◆ Raw records ◆
○ ○ ○

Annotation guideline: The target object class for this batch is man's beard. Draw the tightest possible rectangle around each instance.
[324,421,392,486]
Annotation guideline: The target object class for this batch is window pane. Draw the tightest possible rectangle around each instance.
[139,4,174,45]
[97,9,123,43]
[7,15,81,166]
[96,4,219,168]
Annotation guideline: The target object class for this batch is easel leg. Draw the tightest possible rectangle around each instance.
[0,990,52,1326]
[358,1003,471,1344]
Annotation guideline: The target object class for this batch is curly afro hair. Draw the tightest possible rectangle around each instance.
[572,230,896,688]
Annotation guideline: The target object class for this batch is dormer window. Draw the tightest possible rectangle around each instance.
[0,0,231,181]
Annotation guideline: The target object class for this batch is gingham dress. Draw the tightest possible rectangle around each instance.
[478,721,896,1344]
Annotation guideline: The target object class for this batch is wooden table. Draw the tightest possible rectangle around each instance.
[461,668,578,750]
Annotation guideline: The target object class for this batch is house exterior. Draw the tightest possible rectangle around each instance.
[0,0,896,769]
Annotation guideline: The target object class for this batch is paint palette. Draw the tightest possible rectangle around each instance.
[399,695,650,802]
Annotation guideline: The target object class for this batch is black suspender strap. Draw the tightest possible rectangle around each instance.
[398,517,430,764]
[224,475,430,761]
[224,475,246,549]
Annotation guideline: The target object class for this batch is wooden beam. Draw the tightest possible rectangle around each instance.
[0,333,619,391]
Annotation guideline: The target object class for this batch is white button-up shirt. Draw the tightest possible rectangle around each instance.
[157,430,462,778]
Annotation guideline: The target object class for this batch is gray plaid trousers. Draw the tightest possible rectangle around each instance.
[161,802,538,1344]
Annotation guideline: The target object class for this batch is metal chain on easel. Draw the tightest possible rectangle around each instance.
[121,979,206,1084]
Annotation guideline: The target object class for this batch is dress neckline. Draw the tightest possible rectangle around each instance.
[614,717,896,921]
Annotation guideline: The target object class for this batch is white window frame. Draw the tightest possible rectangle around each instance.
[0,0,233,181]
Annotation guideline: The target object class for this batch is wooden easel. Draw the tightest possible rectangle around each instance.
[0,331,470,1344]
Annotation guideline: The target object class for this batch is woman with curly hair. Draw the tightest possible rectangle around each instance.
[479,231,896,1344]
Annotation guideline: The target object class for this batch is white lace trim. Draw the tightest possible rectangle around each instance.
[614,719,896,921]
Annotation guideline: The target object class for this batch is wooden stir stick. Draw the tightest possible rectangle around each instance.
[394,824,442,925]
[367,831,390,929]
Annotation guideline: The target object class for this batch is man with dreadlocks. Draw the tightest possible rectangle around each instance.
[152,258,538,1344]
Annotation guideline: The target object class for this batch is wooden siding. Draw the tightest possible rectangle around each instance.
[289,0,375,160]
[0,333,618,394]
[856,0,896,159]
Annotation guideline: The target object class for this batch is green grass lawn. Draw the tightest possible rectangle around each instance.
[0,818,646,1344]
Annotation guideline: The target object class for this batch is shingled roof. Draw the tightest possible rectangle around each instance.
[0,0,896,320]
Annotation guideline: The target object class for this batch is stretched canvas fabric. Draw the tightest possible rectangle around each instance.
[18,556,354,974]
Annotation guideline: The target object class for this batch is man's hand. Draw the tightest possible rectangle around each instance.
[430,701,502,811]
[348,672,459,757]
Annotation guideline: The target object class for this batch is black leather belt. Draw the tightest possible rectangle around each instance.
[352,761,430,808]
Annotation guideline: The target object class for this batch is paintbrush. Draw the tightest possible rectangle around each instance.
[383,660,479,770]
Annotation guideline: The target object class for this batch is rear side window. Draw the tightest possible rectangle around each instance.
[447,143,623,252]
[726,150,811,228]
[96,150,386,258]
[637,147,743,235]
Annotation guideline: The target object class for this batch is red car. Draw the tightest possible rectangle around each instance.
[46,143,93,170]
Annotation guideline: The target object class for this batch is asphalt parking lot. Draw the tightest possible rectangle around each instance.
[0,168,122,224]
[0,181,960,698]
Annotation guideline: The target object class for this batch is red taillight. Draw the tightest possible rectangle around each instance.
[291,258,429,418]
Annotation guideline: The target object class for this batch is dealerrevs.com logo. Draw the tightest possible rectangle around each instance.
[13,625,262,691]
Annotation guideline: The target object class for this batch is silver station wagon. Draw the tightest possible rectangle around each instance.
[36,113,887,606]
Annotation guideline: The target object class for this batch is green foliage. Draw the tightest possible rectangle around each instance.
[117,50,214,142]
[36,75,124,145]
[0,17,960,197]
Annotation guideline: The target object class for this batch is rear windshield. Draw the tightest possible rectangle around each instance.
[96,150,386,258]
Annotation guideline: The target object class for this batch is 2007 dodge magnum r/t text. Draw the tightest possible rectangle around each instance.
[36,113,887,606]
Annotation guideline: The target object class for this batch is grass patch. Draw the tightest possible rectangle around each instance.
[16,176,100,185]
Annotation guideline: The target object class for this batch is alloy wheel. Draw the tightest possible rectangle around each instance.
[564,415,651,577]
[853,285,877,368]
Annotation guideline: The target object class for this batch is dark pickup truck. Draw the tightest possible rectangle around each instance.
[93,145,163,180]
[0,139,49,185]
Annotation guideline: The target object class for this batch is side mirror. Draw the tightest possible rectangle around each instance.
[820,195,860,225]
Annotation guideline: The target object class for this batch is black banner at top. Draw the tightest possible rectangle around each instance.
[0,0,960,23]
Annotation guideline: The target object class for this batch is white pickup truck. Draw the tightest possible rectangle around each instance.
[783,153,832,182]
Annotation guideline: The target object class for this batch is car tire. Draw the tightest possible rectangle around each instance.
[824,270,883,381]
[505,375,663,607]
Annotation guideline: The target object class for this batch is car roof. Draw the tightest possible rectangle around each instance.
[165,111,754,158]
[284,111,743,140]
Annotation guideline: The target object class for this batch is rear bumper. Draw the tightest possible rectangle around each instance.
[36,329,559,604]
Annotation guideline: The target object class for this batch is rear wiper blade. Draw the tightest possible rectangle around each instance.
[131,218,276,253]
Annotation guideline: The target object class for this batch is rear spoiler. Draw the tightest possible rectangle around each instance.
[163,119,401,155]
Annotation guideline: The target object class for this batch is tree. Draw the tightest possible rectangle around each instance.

○ ○ ○

◆ Exercise description ◆
Reproduce the data above with every instance of "tightest possible rectangle" replaced by "smallest enclosing box", and leave all else unchanged.

◆ Output below ◆
Annotation guideline: The target object class for this batch is man's beard. Draw the smallest enclosing box around each instance.
[324,421,392,486]
Annotation guideline: The target object class for this batch is window pane. Draw the smallest enclosing box around each instance.
[139,4,174,45]
[97,9,123,43]
[7,15,81,166]
[96,4,219,168]
Annotation guideline: The target object class for this batch is easel leg. Draw the smallest enclosing box around each instance.
[0,990,52,1326]
[358,1003,471,1344]
Annotation guideline: The target object class for this batch is curly afro hair. Draw the smallest enclosing box around each instance.
[572,230,896,688]
Annotation guideline: The target object class for this batch is dormer window. Draw the smallest enclosing box around each instance.
[0,0,231,181]
Annotation guideline: The target object class for this batch is gingham dress. Draw the smallest enclosing box around each instance.
[478,721,896,1344]
Annotation guideline: The target object class for this batch is wooden table. Draw the smallest enclosing box around each instance.
[461,668,578,750]
Annotation guideline: The target object class for this batch is house exterior. Draw the smallest enclosing box around each instance.
[0,0,896,769]
Annotation guideline: The target object class for this batch is paint palette. Draw the smallest enclosing box around each instance.
[399,695,650,802]
Annotation guideline: The target object class for this batch is black suspender strap. Draw the smallest enclosing box around each instance.
[398,517,430,764]
[224,475,430,761]
[224,475,246,549]
Annotation guideline: The target object class for this batch is wooden beam. Draw the smallest enclosing box around each instance.
[0,333,619,391]
Annotation guideline: The target object class for this batch is white button-up shirt. Draw the smallest enclosing box around each instance.
[157,430,462,778]
Annotation guideline: The target object class for this batch is gray plaid trousers. Draw the smallest enclosing box around each instance.
[161,802,538,1344]
Annotation guideline: The target object class for this batch is metal chain on easel. Draw the smallest enclosing box around each instance.
[121,979,206,1084]
Annotation guideline: The target object class for this batch is dress neckline. Draw the smallest enclosing box around each instance.
[614,717,896,921]
Annotation guideline: The target object class for this batch is white window frame. Draw the smallest enclosing box around each instance.
[0,0,233,181]
Annotation guideline: The target object class for this batch is wooden easel. Draw the smallest enclosing box around each instance.
[0,331,470,1344]
Annotation guideline: The target object class for this batch is woman with curly hair. Draw the smallest enclosing box around each instance.
[479,231,896,1344]
Annotation guideline: The target object class for this batch is white lace trim. Draw the smallest enclosing box around each instance.
[614,719,896,921]
Annotation guideline: The target object class for this batch is wooden stir stick. Draw the smallest enclosing box around each instance.
[394,824,442,925]
[367,831,390,929]
Annotation guideline: The target object class for this batch is man with dreadlocks. Draw the smallest enclosing box around each instance.
[152,258,538,1344]
Annotation guideline: The target object class for this batch is wooden siding. Draw the smallest enclosing box around each instance.
[289,0,375,160]
[0,333,618,394]
[856,0,896,159]
Annotation guideline: The target object class for this batch is green grass lawn. Draw the smallest enclosing box around each instance.
[0,818,646,1344]
Annotation guideline: The target object class for this batch is shingled roof. Draw the smallest enclosing box around each instance.
[0,0,896,320]
Annotation guideline: The target object class for this batch is stretched canvas fabric. Draw the smallest enclosing box around each instance.
[18,556,354,974]
Annotation guideline: The target object class for this batch is man's hand. Draw the smallest enclosing box around each instance.
[430,701,502,811]
[348,672,459,757]
Annotation guideline: The target object class for this batch is black leather belt. Draw the smallest enclosing box around each instance.
[352,761,430,808]
Annotation guideline: The target object class for this batch is paintbrush. Draw the smallest enclosing box around each instance.
[383,660,479,770]
Annotation guideline: The target object class for this batch is rear side window. Draw the smallest enclosing box around each instance.
[447,143,623,252]
[726,150,811,228]
[96,150,386,258]
[637,147,743,235]
Annotation guideline: The target object class for this batch is red car. Draw the smallest enclosing box around each instance.
[46,143,93,170]
Annotation guideline: The target object class for this batch is asphalt parking lot. Draw the smallest enclosing box around each instance.
[0,168,122,224]
[0,181,960,698]
Annotation guideline: The target object class for this batch is red taillight. Draw the smallest enclosing box around each instance.
[291,258,429,418]
Annotation guideline: The target object class for this batch is dealerrevs.com logo. Draw the smallest enclosing box around each instance.
[13,625,262,691]
Annotation guideline: The target object class for this batch is silver station wagon. Draw the smallest enclosing box around each instance.
[36,113,887,606]
Annotation guideline: The target object class for this batch is green foliage. Draw the smallest enclosing box around each instance.
[117,50,214,142]
[36,75,124,145]
[0,17,960,197]
Annotation guideline: The target object class for this batch is rear windshield. Draw the smallest enclosing box around each instance.
[96,150,386,258]
Annotation guideline: The target object class for this batch is 2007 dodge magnum r/t text. Draw the smallest enclosing box around each instance.
[36,113,887,606]
Annotation guideline: The target object class for this batch is grass patch. Draw the smallest enclosing box around each instance.
[16,176,100,185]
Annotation guideline: The target object class for this batch is alloy wheel. Draw the smallest enclosing box around each instance.
[564,415,651,577]
[853,285,877,368]
Annotation guideline: The target object class for this batch is dark pickup truck. Draw the smallest enclosing box around each instance.
[93,145,163,180]
[0,139,49,185]
Annotation guideline: The target object class for this batch is side mirror. Draw the smallest enclosing box around each instance.
[820,195,860,225]
Annotation guideline: The target object class for this batch is black banner at top. Draw the smallest enclosing box around each instance.
[0,0,960,23]
Annotation guideline: The target object class for this batch is white pickup truck. Draw the smallest enclosing box around each instance.
[783,153,832,182]
Annotation guideline: The target object class for this batch is car tire. Draw the smallest enclosing box around each instance.
[824,270,883,381]
[505,375,663,607]
Annotation guideline: The target object class for this batch is car roof. Draw the smallest enclosing box around each instance.
[165,111,754,158]
[284,111,743,140]
Annotation guideline: The target object class for this batch is rear bumper. Draw the smallest enclosing box around each instance.
[36,329,559,604]
Annotation guideline: The target object class for this batch is rear wiper blade. Draw the smallest enclosing box around each instance.
[131,218,276,253]
Annotation guideline: The target object class for this batch is rear spoiler. Draw the smallest enclosing box around each instance.
[163,119,401,155]
Annotation guideline: The target object class for this batch is tree. Draw the smallest enclosing box around each instance.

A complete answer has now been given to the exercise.